A wholly progressive vs centre right NPA voting pattern on Vancouver's council would necessarily include Swanson voting along with the progressive side, so this suggests that Kennedy is already abandoning this idea as unworkable.

I've heard some fears that Swanson would end up being too ideologically rigid for council and would end up being a lone protester against everything, and this suggests that that may end up being the case.

On the other hand, it was a nice surprise to see the OneCity councillor giving some support on twitter to Jean's planned first motion in council.

https://twitter.com/christineeboyle/status/1058024166685843456

Lead out in cuffs
Sep 18, 2012

"That's right. We've evolved."

"I can see that. Cool mutations."




Femtosecond posted:

A wholly progressive vs centre right NPA voting pattern on Vancouver's council would necessarily include Swanson voting along with the progressive side, so this suggests that Kennedy is already abandoning this idea as unworkable.

I've heard some fears that Swanson would end up being too ideologically rigid for council and would end up being a lone protester against everything, and this suggests that that may end up being the case.

On the other hand, it was a nice surprise to see the OneCity councillor giving some support on twitter to Jean's planned first motion in council.

- Stated goal 1
Decide whether each statement agrees with the forum excerpt about Vancouver's council, answering yes or no and quoting the words from the excerpt that settle it: (a) The OneCity councillor backed Jean's planned first motion on Twitter. (b) A wholly progressive voting pattern would leave Swanson out. (c) The writer has heard fears that Swanson may be too ideologically rigid for council.
- Stated goal 2
Go on with the forum excerpt about Vancouver's council, picking up after its final sentence.
Nothing in the listing is needed here.

- Data section

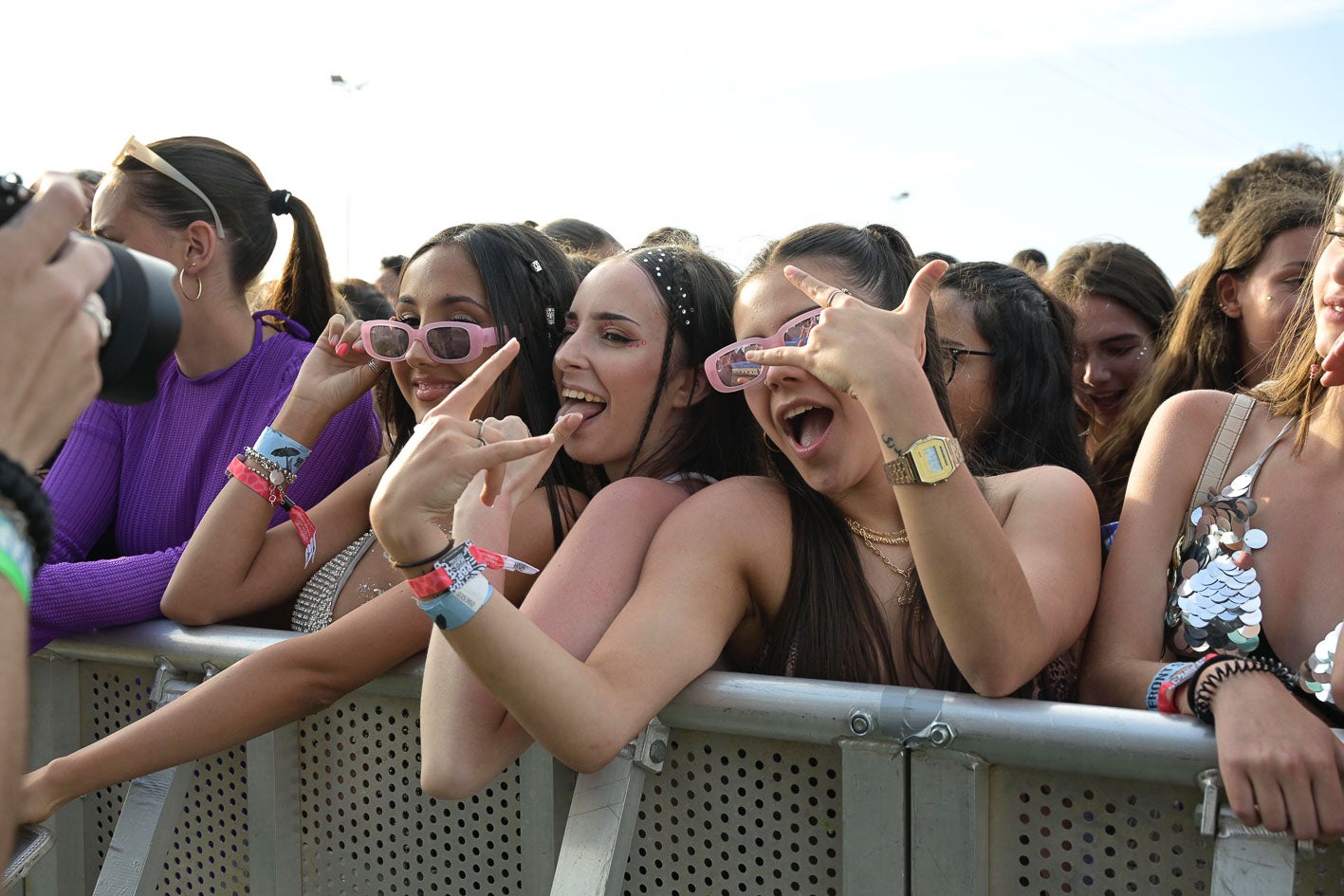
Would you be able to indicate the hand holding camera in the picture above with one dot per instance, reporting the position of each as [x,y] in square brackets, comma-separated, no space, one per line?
[54,321]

- Right answer 1
(a) Yes: "giving some support on twitter to Jean's planned first motion in council"
(b) No: "would necessarily include Swanson voting along with the progressive side"
(c) Yes: "I've heard some fears that Swanson would end up being too ideologically rigid for council"

- Right answer 2
https://twitter.com/christineeboyle/status/1058024166685843456

I mean, that's a pretty good motion actually. Something like half of all households in Vancouver (City of) are renters, and they are getting screwed right now.

For examples of what she's talking about re: investors buying up buildings and converting them to luxury suites as a way to force out tenants and jack up rents, Berkeley Tower is a good example.

http://dailyhive.com/vancouver/the-berkeley-tower-renovations-evictions-1770-davie-street-vancouver

quote:

However, Reliance believes its compensation package to residents is more than fair. It is offering each unit $10,000 on average for their eviction, which is double the provincial governments subscribed regulations that would allocate about $5,000 per unit, with compensation based on length of tenancy and unit size.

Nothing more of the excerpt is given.